Hand back each record exactly as you find it.
<<<<
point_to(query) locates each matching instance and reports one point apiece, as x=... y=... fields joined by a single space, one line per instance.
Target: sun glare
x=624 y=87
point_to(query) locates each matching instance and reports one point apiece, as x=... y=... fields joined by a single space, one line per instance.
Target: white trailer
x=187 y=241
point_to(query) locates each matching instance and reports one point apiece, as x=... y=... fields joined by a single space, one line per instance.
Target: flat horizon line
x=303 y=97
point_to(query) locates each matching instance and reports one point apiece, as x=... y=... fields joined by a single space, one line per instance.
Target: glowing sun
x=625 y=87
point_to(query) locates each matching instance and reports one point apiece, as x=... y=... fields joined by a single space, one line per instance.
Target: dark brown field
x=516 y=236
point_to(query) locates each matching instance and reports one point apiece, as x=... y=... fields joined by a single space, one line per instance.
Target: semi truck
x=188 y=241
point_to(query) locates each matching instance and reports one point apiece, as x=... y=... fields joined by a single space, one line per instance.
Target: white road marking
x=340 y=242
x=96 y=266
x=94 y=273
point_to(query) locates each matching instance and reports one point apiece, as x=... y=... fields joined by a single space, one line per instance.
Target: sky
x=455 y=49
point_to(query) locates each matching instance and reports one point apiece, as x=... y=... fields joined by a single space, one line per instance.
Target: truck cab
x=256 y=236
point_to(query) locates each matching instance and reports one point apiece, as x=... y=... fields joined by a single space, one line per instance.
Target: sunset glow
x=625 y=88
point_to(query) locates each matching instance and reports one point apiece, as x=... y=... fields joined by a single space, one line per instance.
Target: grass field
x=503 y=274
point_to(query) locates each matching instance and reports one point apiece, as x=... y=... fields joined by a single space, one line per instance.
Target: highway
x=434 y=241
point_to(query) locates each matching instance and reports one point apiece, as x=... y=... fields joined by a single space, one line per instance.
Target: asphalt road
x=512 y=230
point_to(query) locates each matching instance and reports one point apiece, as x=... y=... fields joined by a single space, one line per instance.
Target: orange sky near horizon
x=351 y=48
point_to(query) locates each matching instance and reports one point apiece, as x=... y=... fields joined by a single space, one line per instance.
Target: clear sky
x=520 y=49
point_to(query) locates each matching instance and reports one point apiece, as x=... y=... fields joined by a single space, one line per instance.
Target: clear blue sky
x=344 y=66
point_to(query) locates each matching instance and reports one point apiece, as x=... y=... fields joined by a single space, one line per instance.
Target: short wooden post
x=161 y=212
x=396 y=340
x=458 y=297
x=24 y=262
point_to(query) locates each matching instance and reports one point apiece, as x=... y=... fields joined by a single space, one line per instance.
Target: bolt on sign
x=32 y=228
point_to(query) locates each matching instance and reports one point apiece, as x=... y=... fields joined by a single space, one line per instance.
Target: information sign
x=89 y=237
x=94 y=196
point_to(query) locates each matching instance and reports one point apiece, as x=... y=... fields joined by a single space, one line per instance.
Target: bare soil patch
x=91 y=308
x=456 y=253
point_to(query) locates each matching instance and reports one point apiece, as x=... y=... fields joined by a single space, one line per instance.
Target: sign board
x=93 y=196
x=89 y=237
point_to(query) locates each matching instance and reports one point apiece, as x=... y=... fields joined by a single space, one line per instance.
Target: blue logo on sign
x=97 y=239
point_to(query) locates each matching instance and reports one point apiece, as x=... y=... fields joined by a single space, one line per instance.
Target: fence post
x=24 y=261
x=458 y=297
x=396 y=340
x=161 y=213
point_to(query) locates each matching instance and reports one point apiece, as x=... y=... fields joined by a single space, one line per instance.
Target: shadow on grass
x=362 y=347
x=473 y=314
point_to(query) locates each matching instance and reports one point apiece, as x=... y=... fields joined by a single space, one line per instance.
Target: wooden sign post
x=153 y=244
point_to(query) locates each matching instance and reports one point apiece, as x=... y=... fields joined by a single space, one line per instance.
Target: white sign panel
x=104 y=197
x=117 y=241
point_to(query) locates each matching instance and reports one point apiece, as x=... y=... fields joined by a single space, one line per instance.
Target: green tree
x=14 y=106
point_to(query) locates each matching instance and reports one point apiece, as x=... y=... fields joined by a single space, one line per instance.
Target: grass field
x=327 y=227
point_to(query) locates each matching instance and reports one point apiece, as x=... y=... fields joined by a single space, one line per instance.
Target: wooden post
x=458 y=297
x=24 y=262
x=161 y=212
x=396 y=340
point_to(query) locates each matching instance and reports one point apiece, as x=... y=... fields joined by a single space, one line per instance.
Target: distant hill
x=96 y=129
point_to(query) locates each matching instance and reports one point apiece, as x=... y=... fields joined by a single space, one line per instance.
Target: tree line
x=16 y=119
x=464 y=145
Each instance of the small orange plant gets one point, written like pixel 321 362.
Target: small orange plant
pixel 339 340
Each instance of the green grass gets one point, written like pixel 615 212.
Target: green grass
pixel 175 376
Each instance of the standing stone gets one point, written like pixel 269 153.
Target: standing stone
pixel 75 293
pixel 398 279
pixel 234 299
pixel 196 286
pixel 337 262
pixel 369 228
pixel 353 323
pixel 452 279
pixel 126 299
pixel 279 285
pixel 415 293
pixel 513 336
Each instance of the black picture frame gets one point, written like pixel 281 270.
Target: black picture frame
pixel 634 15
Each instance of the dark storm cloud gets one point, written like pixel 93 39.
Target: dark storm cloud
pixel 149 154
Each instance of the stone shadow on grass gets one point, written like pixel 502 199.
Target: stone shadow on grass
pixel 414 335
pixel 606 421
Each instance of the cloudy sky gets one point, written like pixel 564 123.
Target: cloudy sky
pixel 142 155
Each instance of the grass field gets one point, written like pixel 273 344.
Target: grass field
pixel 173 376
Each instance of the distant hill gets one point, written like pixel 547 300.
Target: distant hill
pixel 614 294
>>>>
__TASK RESPONSE__:
point_to(query) locates each matching instance and reports one point apiece, as x=... y=... fields joined by a single space, one line per instance.
Target: sun glare
x=624 y=87
point_to(query) locates each matching instance and reports one point apiece, as x=... y=... fields joined by a single space, one line per instance.
Target: white trailer
x=187 y=241
point_to(query) locates each matching instance and reports one point apiece, as x=... y=... fields joined by a single space, one line per instance.
Target: flat horizon line
x=303 y=97
point_to(query) locates each matching instance and reports one point apiece, as x=... y=... fields joined by a single space, one line per instance.
Target: glowing sun
x=625 y=87
point_to(query) locates each matching instance and reports one point apiece, as x=... y=... fields joined by a single space, one line per instance.
Target: dark brown field
x=516 y=236
point_to(query) locates each matching instance and reports one point apiece, as x=... y=... fields joined by a single space, one line per instance.
Target: semi truck
x=188 y=241
point_to(query) locates each matching instance and reports one point apiece, as x=... y=... fields joined by a single space, one line per instance.
Target: white road marking
x=340 y=242
x=96 y=266
x=94 y=273
point_to(query) locates each matching instance and reports one point apiece, as x=... y=... fields joined by a single space, one line per instance.
Target: sky
x=455 y=49
point_to(query) locates each matching instance and reports one point apiece, as x=... y=... fields joined by a single space, one line per instance.
Target: truck cab
x=256 y=236
point_to(query) locates each matching instance and reports one point apiece, as x=... y=... fields joined by a single space, one line per instance.
Target: sunset glow
x=625 y=88
point_to(query) locates each matching instance and reports one point apiece, as x=... y=... fields joined by a single space, one line per instance.
Target: grass field
x=503 y=274
point_to(query) locates each matching instance and reports one point apiece, as x=... y=... fields joined by a single space, one line per instance.
Target: highway
x=434 y=241
point_to(query) locates each matching instance and reports one point apiece, as x=... y=... fields joined by a single space, one line per instance.
Target: asphalt road
x=512 y=230
point_to(query) locates each matching instance and reports one point apiece, as x=... y=... fields joined by a single space, one line per instance.
Target: orange sky near horizon
x=351 y=48
point_to(query) locates each matching instance and reports one point apiece, as x=... y=... fields joined by a single space, one line per instance.
Target: clear sky
x=520 y=49
point_to(query) locates each matching instance and reports one point apiece, as x=... y=... fields joined by a single space, one line per instance.
Target: clear blue sky
x=344 y=66
point_to(query) locates each matching instance and reports one point apiece, as x=... y=... fields joined by a single space, one line per instance.
Target: short wooden post
x=161 y=212
x=396 y=340
x=458 y=297
x=24 y=262
point_to(query) locates each matching instance and reports one point apiece, as x=... y=... fields joined by a single space, one line per instance.
Target: bolt on sign
x=32 y=228
point_to(query) locates each matching instance and reports one point apiece, as x=... y=... fields joined by a single space, one line per instance.
Target: information sign
x=89 y=237
x=94 y=196
point_to(query) locates each matching instance and reports one point apiece, as x=... y=... fields joined by a single space, one line per instance.
Target: bare soil patch
x=91 y=308
x=456 y=253
point_to(query) locates each matching instance and reports one point apiece, as x=... y=... fields joined by a single space, one line per instance.
Target: sign board
x=93 y=196
x=89 y=237
point_to(query) locates each matching instance and reports one point apiece, as x=... y=... fields joined by a single space, one line per instance.
Target: blue logo on sign
x=97 y=239
point_to(query) locates each matching instance and reports one point apiece, as x=... y=... fields joined by a single space, one line per instance.
Target: fence post
x=24 y=261
x=458 y=297
x=396 y=340
x=161 y=213
point_to(query) locates each matching instance and reports one point apiece, as x=... y=... fields joined by a single space, one line per instance.
Target: shadow on grass
x=362 y=347
x=473 y=314
point_to(query) locates each matching instance and reports one point apiece, as x=... y=... fields joined by a single space, one line per instance.
Target: wooden sign post
x=153 y=244
point_to(query) locates each matching instance and reports one point apiece, as x=... y=... fields joined by a single space, one line per instance.
Target: white sign panel
x=104 y=197
x=117 y=241
point_to(query) locates each matching instance and reports one point apiece, as x=... y=... fields joined by a single space, one line per instance.
Target: green tree
x=14 y=106
point_to(query) locates each matching instance and reports one point apiece, as x=... y=... fields joined by a single space, one line per instance.
Target: grass field
x=327 y=227
point_to(query) locates each matching instance and reports one point apiece, as x=... y=... fields joined by a single space, one line per instance.
Target: wooden post
x=458 y=297
x=24 y=262
x=161 y=212
x=396 y=340
point_to(query) locates each matching instance and reports one point apiece, as x=... y=... fields joined by a single space, one line per instance.
Target: distant hill
x=96 y=129
point_to(query) locates each matching instance and reports one point apiece, as x=... y=... fields joined by a single space, one line per instance.
Target: tree line
x=16 y=119
x=464 y=145
Each instance of the small orange plant gets one point, written like pixel 321 362.
Target: small orange plant
pixel 339 340
Each instance of the green grass gets one point, written like pixel 615 212.
Target: green grass
pixel 175 376
Each instance of the standing stone gets one point, written like pixel 269 153.
Target: standing stone
pixel 75 293
pixel 398 279
pixel 234 299
pixel 196 286
pixel 337 262
pixel 369 228
pixel 353 323
pixel 452 279
pixel 126 299
pixel 279 285
pixel 415 293
pixel 513 336
Each instance of the black picture frame gets one point, written like pixel 281 270.
Target: black picture frame
pixel 634 15
Each instance of the dark storm cloud gets one point, written like pixel 93 39.
Target: dark storm cloud
pixel 149 154
Each instance of the stone shadow on grass gets one point, written like pixel 502 199.
Target: stone shadow on grass
pixel 414 335
pixel 606 421
Each instance of the cloudy sky gets one point, written like pixel 564 123.
Target: cloudy sky
pixel 142 155
Each instance of the grass field gets one point, written like pixel 273 344.
Target: grass field
pixel 173 376
Each instance of the distant hill gets one point, written like pixel 547 300.
Target: distant hill
pixel 614 294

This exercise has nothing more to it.